What to work on: Each line of the records that includes "below" should be found and copied.

Available records:
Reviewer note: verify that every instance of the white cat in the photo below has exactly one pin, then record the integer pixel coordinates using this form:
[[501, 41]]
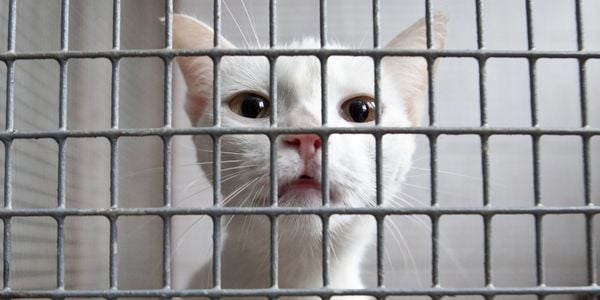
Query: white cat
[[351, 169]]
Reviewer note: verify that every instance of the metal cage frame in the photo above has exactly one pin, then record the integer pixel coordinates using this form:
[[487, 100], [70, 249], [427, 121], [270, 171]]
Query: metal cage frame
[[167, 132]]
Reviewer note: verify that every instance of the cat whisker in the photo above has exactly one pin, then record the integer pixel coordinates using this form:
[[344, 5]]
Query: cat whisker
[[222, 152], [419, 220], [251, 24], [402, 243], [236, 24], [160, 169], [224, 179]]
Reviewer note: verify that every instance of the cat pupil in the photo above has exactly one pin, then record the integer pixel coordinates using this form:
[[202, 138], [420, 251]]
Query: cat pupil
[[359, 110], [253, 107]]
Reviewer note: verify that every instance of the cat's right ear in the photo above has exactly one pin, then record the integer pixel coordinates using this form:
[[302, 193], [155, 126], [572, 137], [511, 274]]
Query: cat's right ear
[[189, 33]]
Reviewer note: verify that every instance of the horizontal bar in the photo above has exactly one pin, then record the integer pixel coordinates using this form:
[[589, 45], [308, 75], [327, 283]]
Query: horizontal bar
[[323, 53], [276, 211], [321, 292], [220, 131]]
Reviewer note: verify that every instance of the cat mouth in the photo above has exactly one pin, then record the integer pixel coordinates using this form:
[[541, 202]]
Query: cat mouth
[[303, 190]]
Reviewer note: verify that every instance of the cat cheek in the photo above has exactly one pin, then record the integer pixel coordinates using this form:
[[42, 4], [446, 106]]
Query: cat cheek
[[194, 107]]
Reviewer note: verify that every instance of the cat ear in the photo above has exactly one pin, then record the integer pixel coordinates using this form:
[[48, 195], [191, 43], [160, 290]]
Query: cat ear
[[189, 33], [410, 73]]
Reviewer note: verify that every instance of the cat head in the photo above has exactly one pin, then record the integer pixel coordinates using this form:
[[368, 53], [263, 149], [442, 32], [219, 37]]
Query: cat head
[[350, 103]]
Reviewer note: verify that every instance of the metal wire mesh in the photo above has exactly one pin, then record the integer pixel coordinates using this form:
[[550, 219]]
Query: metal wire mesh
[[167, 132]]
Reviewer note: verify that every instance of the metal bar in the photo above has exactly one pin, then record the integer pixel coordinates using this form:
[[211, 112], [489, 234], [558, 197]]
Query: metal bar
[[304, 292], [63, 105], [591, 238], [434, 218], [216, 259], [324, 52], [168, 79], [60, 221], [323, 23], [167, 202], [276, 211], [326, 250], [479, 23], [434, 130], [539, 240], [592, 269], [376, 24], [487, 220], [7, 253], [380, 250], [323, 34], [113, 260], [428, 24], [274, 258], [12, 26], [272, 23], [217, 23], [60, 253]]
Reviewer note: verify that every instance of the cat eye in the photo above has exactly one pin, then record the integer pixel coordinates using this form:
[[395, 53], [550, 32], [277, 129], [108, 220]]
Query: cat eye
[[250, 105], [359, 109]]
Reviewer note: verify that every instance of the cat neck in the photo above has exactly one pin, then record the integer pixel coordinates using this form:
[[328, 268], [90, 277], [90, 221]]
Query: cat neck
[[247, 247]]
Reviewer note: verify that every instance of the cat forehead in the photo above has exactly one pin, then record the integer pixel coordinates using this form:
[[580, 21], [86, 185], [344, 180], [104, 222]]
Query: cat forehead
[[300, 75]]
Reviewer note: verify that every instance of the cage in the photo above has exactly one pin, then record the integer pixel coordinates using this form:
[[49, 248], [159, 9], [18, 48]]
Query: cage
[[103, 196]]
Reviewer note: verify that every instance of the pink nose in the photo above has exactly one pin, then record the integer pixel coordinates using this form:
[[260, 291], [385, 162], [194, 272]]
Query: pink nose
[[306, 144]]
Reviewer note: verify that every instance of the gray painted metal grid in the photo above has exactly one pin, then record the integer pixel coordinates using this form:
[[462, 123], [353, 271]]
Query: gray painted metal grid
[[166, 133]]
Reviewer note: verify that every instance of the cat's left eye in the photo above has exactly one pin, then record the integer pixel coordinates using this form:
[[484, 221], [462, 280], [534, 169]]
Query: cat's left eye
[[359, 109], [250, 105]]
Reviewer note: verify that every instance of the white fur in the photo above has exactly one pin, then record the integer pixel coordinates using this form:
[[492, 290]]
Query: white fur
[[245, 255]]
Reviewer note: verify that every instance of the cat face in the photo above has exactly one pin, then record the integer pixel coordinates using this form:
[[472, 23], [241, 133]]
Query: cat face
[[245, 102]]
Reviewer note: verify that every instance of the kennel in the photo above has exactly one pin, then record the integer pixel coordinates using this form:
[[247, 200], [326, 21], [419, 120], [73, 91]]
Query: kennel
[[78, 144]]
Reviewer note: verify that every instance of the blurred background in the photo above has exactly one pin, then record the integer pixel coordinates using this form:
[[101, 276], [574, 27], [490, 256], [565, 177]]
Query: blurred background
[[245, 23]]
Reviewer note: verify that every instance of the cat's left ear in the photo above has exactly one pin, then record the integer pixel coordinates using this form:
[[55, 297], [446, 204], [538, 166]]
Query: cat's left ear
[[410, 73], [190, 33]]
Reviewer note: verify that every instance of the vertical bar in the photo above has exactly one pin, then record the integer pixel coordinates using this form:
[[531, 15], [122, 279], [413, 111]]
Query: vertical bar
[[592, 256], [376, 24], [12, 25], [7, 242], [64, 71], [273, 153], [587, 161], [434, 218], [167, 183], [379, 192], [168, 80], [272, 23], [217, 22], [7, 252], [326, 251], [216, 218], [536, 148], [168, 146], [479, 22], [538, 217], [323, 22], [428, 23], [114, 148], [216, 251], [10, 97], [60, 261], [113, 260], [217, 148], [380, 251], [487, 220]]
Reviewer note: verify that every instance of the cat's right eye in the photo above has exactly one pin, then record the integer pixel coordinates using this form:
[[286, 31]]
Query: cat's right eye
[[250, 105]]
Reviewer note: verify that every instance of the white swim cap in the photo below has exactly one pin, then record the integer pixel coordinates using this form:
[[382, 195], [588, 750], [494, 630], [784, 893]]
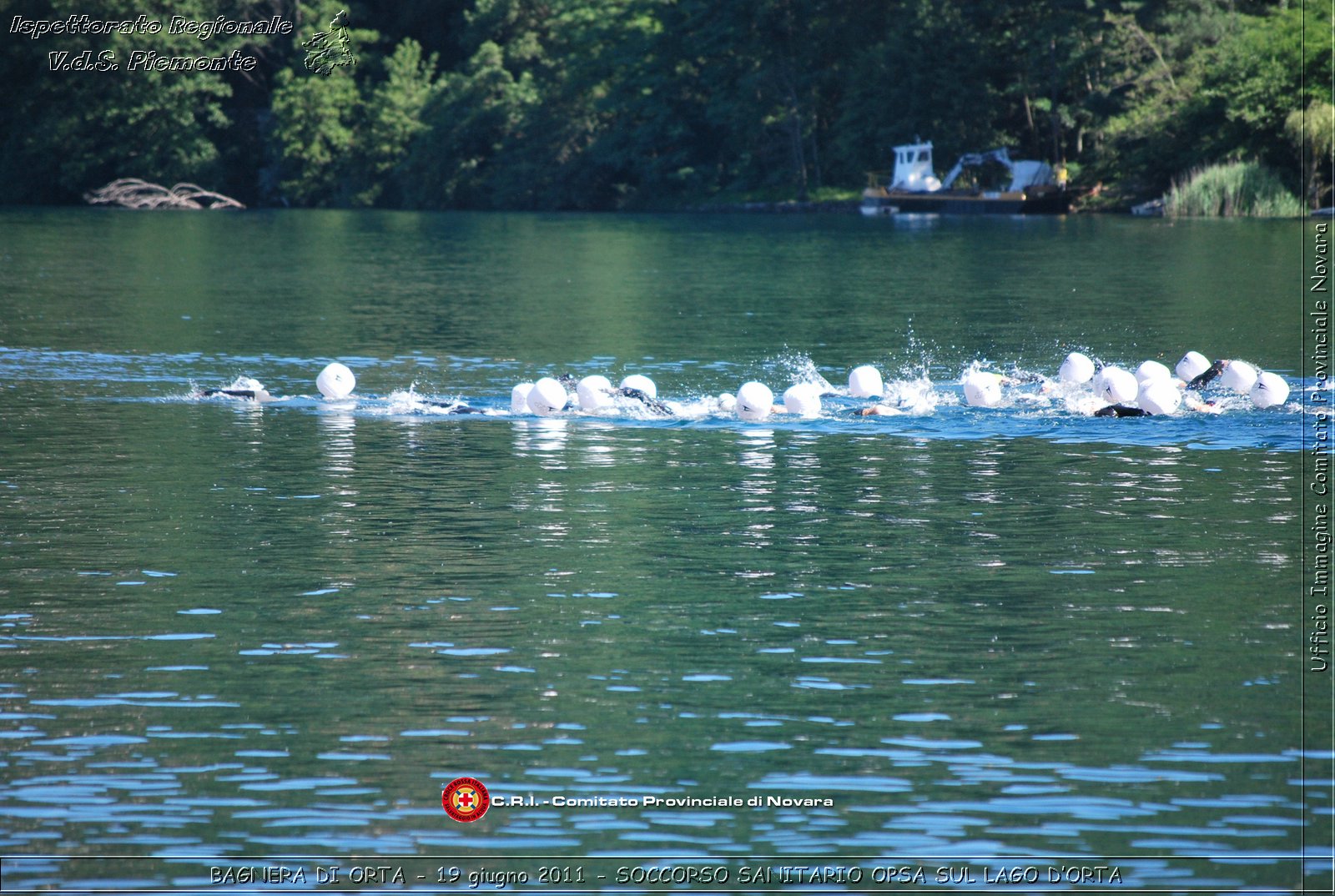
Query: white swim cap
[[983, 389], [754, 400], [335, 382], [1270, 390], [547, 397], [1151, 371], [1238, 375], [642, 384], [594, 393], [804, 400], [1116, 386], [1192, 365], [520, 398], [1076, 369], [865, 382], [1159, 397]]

Exercise answer:
Reviewer note: verify that every instance of the white cat in the photo below has exactly one pin, then record the integer pixel coordinates using this form:
Reviewer note: verify that every instance of the white swim cap in the photo below has exactly one pin, then record the integer pixel coordinates using this form:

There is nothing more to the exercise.